## EXERCISE
Could you copy the rows below word for word, starting at the line that contains "mark the region of every instance of the knit" and running through the last line of the rows, with both ends included?

-------------------------

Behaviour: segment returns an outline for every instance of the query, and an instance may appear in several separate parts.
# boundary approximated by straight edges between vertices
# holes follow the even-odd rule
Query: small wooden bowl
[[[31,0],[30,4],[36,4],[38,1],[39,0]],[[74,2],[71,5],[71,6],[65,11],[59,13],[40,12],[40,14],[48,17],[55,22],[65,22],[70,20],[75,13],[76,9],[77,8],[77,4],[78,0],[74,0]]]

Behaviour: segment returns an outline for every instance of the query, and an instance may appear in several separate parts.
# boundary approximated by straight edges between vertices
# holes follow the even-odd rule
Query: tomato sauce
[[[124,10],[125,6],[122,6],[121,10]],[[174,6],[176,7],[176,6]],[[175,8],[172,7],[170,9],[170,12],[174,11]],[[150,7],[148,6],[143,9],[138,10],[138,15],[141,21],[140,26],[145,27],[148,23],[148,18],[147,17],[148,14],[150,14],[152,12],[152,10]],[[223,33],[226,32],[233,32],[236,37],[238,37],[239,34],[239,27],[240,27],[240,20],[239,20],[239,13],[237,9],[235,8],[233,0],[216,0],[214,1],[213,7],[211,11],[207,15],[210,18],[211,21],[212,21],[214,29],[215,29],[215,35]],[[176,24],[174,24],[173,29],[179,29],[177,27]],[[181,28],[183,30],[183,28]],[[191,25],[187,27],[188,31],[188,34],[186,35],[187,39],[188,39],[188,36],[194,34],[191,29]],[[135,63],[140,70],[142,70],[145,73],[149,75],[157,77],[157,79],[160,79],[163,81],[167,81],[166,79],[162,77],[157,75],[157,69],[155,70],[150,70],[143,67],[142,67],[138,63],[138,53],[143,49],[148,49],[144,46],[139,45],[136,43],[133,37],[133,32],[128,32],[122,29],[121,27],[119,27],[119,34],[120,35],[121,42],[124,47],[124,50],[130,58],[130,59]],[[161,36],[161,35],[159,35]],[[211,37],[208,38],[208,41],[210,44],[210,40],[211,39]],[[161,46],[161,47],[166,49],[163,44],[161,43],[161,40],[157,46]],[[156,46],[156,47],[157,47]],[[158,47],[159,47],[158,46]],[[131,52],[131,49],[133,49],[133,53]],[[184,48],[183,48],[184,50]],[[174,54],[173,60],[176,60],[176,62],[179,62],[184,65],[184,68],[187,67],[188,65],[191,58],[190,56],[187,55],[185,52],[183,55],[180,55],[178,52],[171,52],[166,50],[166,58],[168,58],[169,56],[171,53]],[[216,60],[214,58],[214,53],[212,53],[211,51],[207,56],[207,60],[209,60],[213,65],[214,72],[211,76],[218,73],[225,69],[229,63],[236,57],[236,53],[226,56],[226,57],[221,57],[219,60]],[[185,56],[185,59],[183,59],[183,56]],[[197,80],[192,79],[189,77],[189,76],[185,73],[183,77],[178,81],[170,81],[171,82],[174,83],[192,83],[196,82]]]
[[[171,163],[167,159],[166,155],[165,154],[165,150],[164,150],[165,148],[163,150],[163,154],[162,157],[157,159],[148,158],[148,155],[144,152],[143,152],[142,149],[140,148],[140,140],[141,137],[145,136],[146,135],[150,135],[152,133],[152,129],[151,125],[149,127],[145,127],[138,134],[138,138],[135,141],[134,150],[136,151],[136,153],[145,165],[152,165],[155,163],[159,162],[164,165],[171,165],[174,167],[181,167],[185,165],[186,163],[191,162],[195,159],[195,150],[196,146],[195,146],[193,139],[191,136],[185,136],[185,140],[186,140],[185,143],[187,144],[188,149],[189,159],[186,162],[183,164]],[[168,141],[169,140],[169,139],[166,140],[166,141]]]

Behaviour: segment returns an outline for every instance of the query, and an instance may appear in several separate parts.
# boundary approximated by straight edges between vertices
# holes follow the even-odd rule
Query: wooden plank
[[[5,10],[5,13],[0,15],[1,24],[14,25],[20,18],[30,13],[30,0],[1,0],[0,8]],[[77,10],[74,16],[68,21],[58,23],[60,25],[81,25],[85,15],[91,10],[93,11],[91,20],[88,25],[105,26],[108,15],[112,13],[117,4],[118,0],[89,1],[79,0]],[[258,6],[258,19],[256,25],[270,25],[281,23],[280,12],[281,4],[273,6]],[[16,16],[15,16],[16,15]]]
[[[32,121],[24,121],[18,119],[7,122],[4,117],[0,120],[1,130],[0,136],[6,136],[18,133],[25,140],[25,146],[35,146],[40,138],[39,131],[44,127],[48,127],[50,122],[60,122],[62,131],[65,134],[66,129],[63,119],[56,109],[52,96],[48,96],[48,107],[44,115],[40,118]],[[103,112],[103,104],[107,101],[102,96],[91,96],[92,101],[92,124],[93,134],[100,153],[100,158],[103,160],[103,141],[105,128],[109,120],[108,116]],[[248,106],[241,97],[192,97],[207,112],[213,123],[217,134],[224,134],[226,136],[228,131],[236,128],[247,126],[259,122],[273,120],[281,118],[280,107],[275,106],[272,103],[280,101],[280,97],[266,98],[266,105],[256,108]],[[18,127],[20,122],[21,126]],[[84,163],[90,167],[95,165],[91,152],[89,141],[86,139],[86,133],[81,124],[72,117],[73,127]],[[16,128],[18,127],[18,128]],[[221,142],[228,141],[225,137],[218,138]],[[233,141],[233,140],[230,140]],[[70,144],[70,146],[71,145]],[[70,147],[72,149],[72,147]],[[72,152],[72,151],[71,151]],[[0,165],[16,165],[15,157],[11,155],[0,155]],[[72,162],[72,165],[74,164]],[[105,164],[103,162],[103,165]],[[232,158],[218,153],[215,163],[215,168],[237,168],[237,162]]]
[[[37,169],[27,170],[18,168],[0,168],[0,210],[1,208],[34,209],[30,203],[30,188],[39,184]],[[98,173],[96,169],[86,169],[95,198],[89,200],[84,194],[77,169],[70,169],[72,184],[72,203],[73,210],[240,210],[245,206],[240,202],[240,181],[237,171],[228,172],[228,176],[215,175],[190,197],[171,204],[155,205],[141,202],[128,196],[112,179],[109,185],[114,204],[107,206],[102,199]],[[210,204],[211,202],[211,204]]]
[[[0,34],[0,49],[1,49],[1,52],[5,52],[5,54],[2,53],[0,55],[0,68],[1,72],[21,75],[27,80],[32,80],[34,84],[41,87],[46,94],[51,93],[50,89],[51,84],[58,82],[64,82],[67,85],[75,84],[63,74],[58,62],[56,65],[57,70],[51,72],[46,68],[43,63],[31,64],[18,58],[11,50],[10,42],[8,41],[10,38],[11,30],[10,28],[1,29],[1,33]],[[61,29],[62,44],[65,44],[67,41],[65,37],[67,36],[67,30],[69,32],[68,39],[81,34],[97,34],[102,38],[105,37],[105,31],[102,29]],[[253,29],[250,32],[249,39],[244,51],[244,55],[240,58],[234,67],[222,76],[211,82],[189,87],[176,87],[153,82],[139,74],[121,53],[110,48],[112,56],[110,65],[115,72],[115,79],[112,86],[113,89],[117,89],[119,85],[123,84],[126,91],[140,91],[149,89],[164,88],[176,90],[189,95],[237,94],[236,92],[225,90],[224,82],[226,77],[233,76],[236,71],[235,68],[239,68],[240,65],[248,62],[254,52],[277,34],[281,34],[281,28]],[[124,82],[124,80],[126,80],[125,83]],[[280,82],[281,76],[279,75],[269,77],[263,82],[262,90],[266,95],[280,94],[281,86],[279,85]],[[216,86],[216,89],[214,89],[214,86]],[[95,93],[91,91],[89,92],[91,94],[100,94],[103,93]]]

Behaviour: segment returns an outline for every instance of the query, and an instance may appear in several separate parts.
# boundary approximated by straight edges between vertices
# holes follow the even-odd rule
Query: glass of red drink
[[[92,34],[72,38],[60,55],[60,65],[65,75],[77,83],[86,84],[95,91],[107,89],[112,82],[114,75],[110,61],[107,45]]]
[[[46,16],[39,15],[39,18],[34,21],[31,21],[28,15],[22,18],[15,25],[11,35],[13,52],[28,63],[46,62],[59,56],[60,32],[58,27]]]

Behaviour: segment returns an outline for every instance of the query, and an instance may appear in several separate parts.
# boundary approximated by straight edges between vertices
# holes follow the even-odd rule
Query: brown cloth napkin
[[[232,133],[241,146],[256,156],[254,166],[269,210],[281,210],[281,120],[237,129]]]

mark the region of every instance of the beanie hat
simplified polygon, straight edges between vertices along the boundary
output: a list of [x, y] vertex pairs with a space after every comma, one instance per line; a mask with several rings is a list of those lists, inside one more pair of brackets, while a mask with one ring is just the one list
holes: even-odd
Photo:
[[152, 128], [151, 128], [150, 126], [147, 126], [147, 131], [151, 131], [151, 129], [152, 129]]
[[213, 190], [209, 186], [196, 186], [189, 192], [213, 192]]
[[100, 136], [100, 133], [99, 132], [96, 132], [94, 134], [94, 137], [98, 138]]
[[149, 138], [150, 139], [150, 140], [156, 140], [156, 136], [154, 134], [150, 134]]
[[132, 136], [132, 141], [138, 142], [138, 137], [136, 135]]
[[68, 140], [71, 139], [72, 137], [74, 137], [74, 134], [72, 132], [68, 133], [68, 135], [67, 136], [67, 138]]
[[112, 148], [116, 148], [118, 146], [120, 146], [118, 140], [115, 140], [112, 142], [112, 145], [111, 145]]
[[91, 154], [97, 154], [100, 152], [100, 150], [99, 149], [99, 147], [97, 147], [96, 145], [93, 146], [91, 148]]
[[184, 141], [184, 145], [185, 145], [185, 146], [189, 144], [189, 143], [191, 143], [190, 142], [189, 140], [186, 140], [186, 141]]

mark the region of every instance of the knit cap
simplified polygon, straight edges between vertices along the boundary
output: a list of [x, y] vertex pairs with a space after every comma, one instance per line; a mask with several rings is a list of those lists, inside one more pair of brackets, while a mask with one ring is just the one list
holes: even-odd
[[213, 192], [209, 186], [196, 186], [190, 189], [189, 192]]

-------------------------

## RESULT BELOW
mark the region of every instance of the knit cap
simplified polygon, straight edges between vertices along the boundary
output: a list of [x, y] vertex pairs with a space after every comma, one instance per line; a mask with several rings is a list of those lists, inside one more pair of brackets, while a mask with one ring is just the one list
holes: even-odd
[[213, 192], [209, 186], [196, 186], [190, 189], [189, 192]]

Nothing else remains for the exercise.